Exercise goal: Exactly as written, set down each line of the data below except its pictures.

Data records:

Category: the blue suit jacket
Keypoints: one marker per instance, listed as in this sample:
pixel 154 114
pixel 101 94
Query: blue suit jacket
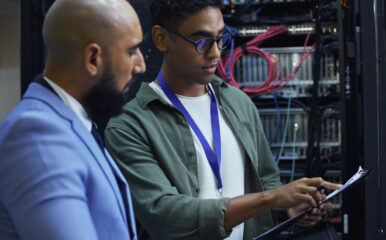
pixel 55 181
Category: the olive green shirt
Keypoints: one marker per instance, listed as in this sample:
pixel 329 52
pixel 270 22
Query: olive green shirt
pixel 153 145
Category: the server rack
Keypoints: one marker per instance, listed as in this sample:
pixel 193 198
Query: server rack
pixel 357 127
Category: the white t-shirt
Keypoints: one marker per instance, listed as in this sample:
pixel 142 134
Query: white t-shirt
pixel 232 154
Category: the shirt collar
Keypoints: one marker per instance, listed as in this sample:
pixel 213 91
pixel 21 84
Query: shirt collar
pixel 146 94
pixel 72 103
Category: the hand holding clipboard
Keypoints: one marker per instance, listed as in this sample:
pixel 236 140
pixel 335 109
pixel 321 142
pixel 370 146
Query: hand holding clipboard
pixel 357 177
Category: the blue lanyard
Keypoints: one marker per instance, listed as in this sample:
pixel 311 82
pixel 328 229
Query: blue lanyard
pixel 215 162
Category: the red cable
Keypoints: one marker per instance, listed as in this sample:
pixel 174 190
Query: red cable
pixel 272 82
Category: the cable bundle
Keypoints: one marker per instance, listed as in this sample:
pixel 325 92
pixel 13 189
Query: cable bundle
pixel 272 83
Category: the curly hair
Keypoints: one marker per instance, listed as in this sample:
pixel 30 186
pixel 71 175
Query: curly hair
pixel 170 13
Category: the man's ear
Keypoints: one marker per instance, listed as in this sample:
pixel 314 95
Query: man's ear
pixel 161 38
pixel 92 59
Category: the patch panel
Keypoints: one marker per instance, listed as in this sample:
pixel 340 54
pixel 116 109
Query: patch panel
pixel 330 132
pixel 252 70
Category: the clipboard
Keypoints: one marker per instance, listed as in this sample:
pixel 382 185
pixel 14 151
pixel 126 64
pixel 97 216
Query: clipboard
pixel 357 177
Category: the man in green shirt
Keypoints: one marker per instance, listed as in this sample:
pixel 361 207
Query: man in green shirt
pixel 192 147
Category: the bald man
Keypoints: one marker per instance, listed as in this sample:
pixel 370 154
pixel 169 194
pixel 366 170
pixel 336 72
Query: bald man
pixel 57 180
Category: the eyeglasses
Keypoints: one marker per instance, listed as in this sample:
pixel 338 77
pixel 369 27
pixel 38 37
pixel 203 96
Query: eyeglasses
pixel 205 44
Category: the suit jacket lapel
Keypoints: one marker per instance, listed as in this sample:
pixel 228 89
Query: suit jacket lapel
pixel 40 92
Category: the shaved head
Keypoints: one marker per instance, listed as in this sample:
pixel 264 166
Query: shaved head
pixel 72 24
pixel 93 52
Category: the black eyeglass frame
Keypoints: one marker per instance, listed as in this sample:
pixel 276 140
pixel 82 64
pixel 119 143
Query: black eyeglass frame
pixel 196 43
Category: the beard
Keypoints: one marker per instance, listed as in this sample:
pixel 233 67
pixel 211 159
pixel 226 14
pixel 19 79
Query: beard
pixel 104 101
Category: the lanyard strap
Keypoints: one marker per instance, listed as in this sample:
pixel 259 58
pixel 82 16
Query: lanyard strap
pixel 214 162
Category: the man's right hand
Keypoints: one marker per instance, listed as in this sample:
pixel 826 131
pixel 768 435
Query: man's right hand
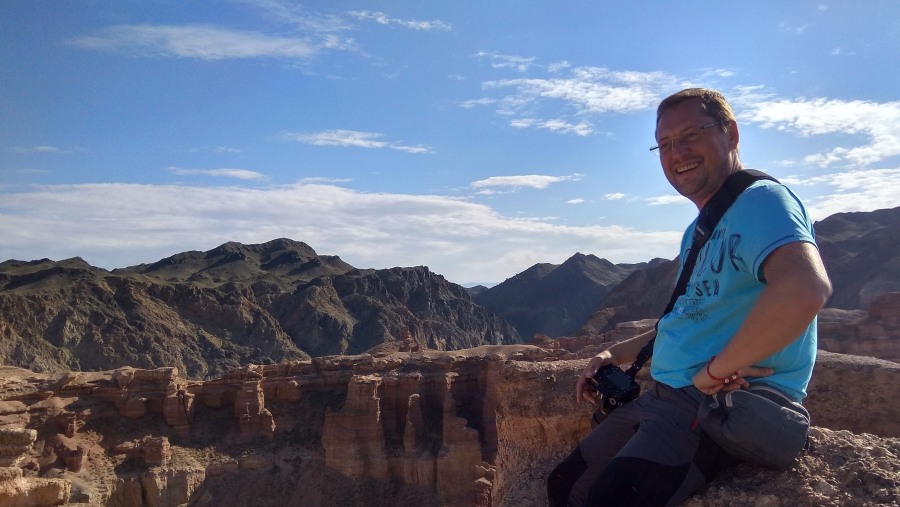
pixel 583 391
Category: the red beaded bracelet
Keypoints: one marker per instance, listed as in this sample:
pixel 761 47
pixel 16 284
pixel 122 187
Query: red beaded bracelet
pixel 724 380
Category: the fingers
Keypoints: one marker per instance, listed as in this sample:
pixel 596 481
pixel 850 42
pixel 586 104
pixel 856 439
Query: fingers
pixel 582 391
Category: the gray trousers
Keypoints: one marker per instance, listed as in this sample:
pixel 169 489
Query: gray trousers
pixel 649 452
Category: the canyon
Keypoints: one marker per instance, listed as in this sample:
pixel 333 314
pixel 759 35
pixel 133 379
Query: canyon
pixel 478 427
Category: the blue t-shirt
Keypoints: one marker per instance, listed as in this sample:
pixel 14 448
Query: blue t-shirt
pixel 725 284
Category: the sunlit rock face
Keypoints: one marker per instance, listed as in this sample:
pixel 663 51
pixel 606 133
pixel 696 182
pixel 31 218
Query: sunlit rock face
pixel 476 427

Written reply:
Category: the blue suit jacket
Keypoints: one marker per instance, listed as in this sample:
pixel 154 114
pixel 101 94
Query: blue suit jacket
pixel 55 181
Category: the olive green shirt
Keypoints: one marker per instance, listed as in this sample:
pixel 329 52
pixel 270 22
Query: olive green shirt
pixel 153 145
Category: the server rack
Keypoints: one marker per instance, listed as in this sample:
pixel 193 198
Query: server rack
pixel 357 127
Category: the white t-shirt
Keypoints: one marker per instance, listed as in this sample:
pixel 142 134
Query: white t-shirt
pixel 232 154
Category: the shirt collar
Keypoints: one marker per instance, listed as in this sample:
pixel 213 91
pixel 21 84
Query: shirt collar
pixel 146 94
pixel 72 103
Category: the hand holding clipboard
Keypoints: one marker per instance, listed as in this sample:
pixel 236 140
pixel 335 109
pixel 321 142
pixel 370 146
Query: hand holding clipboard
pixel 357 177
Category: the blue lanyard
Keypoints: one marker per instance, listed as in this sample:
pixel 311 82
pixel 328 229
Query: blue lanyard
pixel 215 162
Category: the red cable
Keypoints: one marker per instance, listed as in this sample:
pixel 174 190
Query: red cable
pixel 272 82
Category: the cable bundle
Keypoints: one marker per instance, listed as in this sample:
pixel 325 92
pixel 13 189
Query: cable bundle
pixel 272 83
Category: the curly hair
Keypoints: one marker per instance, listed as in this sample:
pixel 30 186
pixel 71 175
Query: curly hair
pixel 170 13
Category: the man's ear
Keypoints: one marker per instance, listed as in this sample:
pixel 314 95
Query: man's ear
pixel 161 38
pixel 92 59
Category: the patch panel
Keypoints: one marker per instance, listed as in this sample:
pixel 340 54
pixel 116 109
Query: patch panel
pixel 330 132
pixel 252 70
Category: the clipboard
Keypoints: one marker per instance, listed as in this sample:
pixel 382 185
pixel 14 151
pixel 126 64
pixel 97 216
Query: clipboard
pixel 357 177
Category: the man in green shirt
Keypoints: one marker per instance, listed as in this sample:
pixel 361 207
Query: man in green shirt
pixel 192 147
Category: the bald man
Keypoints: one marker per instance, listed as in this sample:
pixel 370 154
pixel 169 194
pixel 366 170
pixel 336 72
Query: bald man
pixel 57 180
Category: the eyeglasses
Keypoints: one marker per instance, listed as in this sample:
pixel 338 77
pixel 369 27
pixel 38 37
pixel 203 96
Query: eyeglasses
pixel 205 44
Category: the suit jacket lapel
Keypoints: one marker per instance, listed as in this sample:
pixel 228 89
Query: suit jacket lapel
pixel 40 92
Category: the shaved head
Keypoints: one marker per instance, listed as in this sample:
pixel 264 166
Query: shaved head
pixel 72 24
pixel 93 52
Category: the black eyeglass frame
Keypoints: one marker per instance, listed as in this sample:
pixel 276 140
pixel 82 64
pixel 119 143
Query: black eyeglass frame
pixel 196 43
Category: the beard
Keypoints: one marker per instance, listed as in this sample:
pixel 233 67
pixel 211 159
pixel 226 14
pixel 19 79
Query: beard
pixel 104 101
Category: the lanyard strap
Keypoints: one marker per instance, listed as in this sample:
pixel 259 58
pixel 82 16
Query: lanyard strap
pixel 214 162
Category: the man's right hand
Keypoints: one marker per instance, listed as in this sample:
pixel 826 131
pixel 768 435
Query: man's right hand
pixel 583 391
Category: the red beaded bracelet
Keypoints: one marker per instance, listed as in this sample:
pixel 761 47
pixel 16 284
pixel 122 187
Query: red beaded bracelet
pixel 724 380
Category: the fingers
Keypoints: one marker per instance, listed as in this sample:
pixel 596 481
pixel 850 42
pixel 586 104
pixel 856 439
Query: fingers
pixel 582 391
Category: the gray trousers
Keypoints: one marker per instance, listed as in this sample:
pixel 169 489
Query: gray trousers
pixel 649 452
Category: the canyon
Keypoints: one marker per instance, listed as in this sample:
pixel 333 314
pixel 759 35
pixel 133 379
Query: canyon
pixel 478 427
Category: the blue t-shirt
Keypoints: one marker per instance, listed as in this sample:
pixel 14 448
Query: blue t-shirt
pixel 725 284
Category: the sunlit rock face
Keypoints: one marker per instance, listed as in this sample:
pixel 663 51
pixel 606 133
pixel 696 182
pixel 31 218
Query: sunlit rock face
pixel 476 427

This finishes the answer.